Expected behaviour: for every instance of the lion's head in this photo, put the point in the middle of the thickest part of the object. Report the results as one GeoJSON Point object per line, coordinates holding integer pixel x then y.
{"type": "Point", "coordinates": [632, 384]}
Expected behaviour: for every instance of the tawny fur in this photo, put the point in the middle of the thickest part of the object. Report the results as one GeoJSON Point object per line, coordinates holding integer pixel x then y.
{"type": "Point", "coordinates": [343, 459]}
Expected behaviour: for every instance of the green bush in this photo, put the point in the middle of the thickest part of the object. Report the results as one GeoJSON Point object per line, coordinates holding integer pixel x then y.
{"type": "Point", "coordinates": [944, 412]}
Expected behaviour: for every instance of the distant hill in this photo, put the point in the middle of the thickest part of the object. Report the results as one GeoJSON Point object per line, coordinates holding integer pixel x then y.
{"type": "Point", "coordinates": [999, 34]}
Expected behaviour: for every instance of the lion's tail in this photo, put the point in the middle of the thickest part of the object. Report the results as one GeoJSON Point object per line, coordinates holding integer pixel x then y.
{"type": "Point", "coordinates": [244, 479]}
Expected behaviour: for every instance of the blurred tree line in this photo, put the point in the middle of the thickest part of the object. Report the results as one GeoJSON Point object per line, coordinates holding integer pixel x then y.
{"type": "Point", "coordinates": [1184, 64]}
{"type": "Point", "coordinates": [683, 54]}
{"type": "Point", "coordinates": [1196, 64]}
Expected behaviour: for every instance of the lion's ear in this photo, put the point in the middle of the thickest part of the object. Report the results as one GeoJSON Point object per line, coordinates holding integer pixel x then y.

——

# [What is required]
Please copy out every item above word for word, with no changes.

# [Result of this task]
Expected behaviour: for every instance of the lion's head in this photo, put the point in the middle of the thickest part of the object. Report the results as one GeoJSON Point object per line, coordinates holding integer pixel x then y.
{"type": "Point", "coordinates": [632, 384]}
Expected behaviour: for every instance of the tawny fur in this photo, put the point in the middle of the thickest part of the object. Report the results as one GeoJSON Point object per line, coordinates holding integer pixel x then y.
{"type": "Point", "coordinates": [343, 459]}
Expected behaviour: for every instance of the green bush in this photo, put the point in the middle of the thickest part of the object. Report the results as one GeoJSON Point object per line, coordinates holding integer pixel x then y.
{"type": "Point", "coordinates": [944, 412]}
Expected behaviour: for every instance of the distant hill in this photo, put the point in the middle of the thickest part of the object. Report the results as one GeoJSON Point object per line, coordinates holding integer pixel x then y.
{"type": "Point", "coordinates": [999, 34]}
Expected behaviour: for every instance of the lion's tail in this photo, put the point in the middle of the thickest part of the object. Report the results as one GeoJSON Point object per line, coordinates holding integer pixel x then y.
{"type": "Point", "coordinates": [244, 479]}
Expected behaviour: for every instance of the blurred tree line in this photo, put the point in the middle of the thickest part of the object. Report the results as one GeoJSON Point object per line, coordinates holding integer pixel x then y.
{"type": "Point", "coordinates": [1184, 64]}
{"type": "Point", "coordinates": [683, 54]}
{"type": "Point", "coordinates": [1196, 64]}
Expected behaviour: for every instance of the lion's ear in this photo, put the point in the middle of the thickest part of the object. Report the results as one GeoJSON Point object per line, coordinates holding integer pixel x then y.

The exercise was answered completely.